**Task description**
Render the lines from the one containing "[locate] paved stone" through the end of the rows as a Markdown table with a Number column for each line's sequence number and a Line column for its text, leaving out blank lines.

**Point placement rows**
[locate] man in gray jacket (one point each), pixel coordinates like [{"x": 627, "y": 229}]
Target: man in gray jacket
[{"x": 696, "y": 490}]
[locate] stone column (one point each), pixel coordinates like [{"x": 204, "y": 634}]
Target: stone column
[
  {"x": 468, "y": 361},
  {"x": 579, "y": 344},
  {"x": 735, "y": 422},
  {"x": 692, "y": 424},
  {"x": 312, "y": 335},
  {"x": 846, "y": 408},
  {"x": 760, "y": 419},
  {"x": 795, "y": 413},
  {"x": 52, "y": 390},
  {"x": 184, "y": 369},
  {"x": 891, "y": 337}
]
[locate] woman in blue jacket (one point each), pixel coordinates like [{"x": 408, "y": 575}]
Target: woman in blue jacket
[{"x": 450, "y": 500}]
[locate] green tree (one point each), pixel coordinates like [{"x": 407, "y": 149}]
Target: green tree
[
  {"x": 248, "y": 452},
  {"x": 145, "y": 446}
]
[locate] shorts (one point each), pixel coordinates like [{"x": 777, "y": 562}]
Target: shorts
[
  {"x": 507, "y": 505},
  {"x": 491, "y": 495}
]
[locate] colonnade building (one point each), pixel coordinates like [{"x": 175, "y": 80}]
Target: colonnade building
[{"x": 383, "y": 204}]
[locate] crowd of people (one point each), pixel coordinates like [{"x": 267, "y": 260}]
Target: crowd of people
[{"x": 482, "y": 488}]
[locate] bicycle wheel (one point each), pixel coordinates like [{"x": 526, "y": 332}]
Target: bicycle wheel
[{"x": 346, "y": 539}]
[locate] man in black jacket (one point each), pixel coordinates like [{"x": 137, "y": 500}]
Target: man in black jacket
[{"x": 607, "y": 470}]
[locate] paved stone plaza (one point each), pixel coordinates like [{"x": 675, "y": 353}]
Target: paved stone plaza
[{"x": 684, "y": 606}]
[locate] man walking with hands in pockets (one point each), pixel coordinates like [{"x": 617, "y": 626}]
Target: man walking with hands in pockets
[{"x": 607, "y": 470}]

**Expected answer**
| Number | Line |
|---|---|
| 1 | [locate] paved stone plaza (one point each), pixel coordinates like [{"x": 675, "y": 353}] |
| 2 | Target: paved stone plaza |
| 3 | [{"x": 684, "y": 606}] |
| 4 | [locate] man walking with hands in pockets (one point each), pixel coordinates like [{"x": 617, "y": 626}] |
| 5 | Target: man walking with hands in pockets |
| 6 | [{"x": 607, "y": 470}] |